Passage to read:
---+---
Setting up CodaLab Competition Websites for SemEval-2020

(This page is mostly for the benefit of task organizers, however, participants should see the "Directions for participating in a CodaLab competition" section at the bottom, and might benefit from looking at the page to get a general understanding of the motivations and functionality of CodaLab.)

Benefits of CodaLab:

You don’t have to manually download and manage system submissions.
Your evaluation scripts will be run and the results will be collected fully automatically.
Participants can easily test their output formats (e.g., on the trial data) without any help from you.
If you want to set your own task start and end dates, CodaLab supports that.
If you need to run a multi-phase evaluation, CodaLab supports that.
CodaLab allows upload, download, and versioning of your datasets and scoring programs.
CodaLab leaderboards can include multiple different scores and can be anonymous if desired.
The CodaLab website can remain active even after the competition, allowing others to upload their submissions and be automatically evaluated.

Note that CodaLab competitions is not the same as CodaLab worksheets. There is no requirement of participants to upload any code to CodaLab. In the vast majority of competitions, participants simply upload their output files, as in all past SemEvals.

Tutorials:

This tutorial by Tristan Miller is likely to be extremely useful:
Slides: https://www.hse.ru/data/2017/05/31/1171931089/CodaLabCompetitions.pdf
Video: https://www.youtube.com/watch?v=Ptx93cSBdNY
https://www.youtube.com/watch?v=mU1yEEMrMvY
Quickstart: https://github.com/codalab/codalab-worksheets/wiki/Quickstart
Running a Competition: https://github.com/codalab/codalab-competitions/wiki/User_Running-a-Competition
https://github.com/codalab/codalab-competitions/wiki/User_Competition-Roadmap

Some resources that should help you in this process:

We have put together a sample CodaLab competition that you can use as a starting point for your task’s competition: https://github.com/bethard/semeval-codalab
Example Competition on CodaLab for Emotion Intensity: https://competitions.codalab.org/competitions/16380
The code can be found here: https://github.com/felipebravom/EmoInt/tree/master/codalab
Example Competition on CodaLab for Clinical TempEval:
https://competitions.codalab.org/competitions/15621
The code can be found here: https://github.com/bethard/clinical-tempeval
Post your questions and issues on CodaLab here:
https://github.com/codalab/codalab-competitions/issues
Search first to see if a similar question has already been asked and answered.
You can also post your questions to the semeval-task-organizers@googlegroups.com mailing group where other task organizers and semeval organizers might be of help.

Important Notes:

Experiment with the testing version of Codalab before uploading an official competition: https://competitions-test.codalab.org/
Create only a single CodaLab competition, even if you have multiple subtasks. Multiple CodaLab competitions solve very few problems and make things more complicated.
- If you have multiple subtasks, define a submission file format that is the same regardless of how many subtasks someone participants in.
- If you have multiple subtasks, your evaluation script will have to handle cases where a participant makes submissions for only one or some subtasks.
---+---
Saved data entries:
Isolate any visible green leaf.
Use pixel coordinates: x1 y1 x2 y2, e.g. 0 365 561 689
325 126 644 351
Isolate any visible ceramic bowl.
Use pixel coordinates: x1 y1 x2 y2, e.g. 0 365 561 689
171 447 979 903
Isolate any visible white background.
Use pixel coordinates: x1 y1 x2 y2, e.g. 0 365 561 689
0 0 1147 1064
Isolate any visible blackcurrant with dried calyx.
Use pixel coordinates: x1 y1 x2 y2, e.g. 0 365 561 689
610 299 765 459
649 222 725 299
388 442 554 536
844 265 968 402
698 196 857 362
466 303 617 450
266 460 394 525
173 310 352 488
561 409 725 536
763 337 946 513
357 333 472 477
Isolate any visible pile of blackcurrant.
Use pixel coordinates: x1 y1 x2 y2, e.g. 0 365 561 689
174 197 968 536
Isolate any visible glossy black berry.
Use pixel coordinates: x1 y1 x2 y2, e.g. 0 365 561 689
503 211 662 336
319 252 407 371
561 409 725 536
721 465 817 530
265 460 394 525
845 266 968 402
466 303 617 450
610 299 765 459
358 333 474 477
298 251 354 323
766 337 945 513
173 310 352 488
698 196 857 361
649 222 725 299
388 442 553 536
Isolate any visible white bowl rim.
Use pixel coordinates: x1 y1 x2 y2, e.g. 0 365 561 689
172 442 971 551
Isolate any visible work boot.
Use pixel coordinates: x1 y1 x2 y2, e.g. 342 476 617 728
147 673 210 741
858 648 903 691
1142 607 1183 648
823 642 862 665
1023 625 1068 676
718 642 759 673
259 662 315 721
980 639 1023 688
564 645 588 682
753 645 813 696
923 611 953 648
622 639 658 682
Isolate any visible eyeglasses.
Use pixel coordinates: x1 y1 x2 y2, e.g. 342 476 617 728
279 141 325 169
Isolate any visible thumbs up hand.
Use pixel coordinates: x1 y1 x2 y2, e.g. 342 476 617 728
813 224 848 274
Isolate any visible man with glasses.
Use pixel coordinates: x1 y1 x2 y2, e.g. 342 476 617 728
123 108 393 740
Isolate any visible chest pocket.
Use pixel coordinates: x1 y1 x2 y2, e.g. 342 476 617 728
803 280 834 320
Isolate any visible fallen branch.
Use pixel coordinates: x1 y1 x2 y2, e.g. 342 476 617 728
---+---
Work required:
Which benefits of CodaLab does the page on setting up CodaLab competition websites for SemEval-2020 list? You won't need the records for this.

Problem solution:
- You don't have to manually download and manage system submissions.
- Evaluation scripts are run and results collected fully automatically.
- Participants can test their output formats (e.g., on the trial data) without help from the organizers.
- CodaLab supports setting your own task start and end dates.
- CodaLab supports multi-phase evaluation.
- CodaLab allows upload, download, and versioning of datasets and scoring programs.
- Leaderboards can include multiple different scores and can be anonymous if desired.
- The website can remain active after the competition, so others can upload submissions and be evaluated automatically.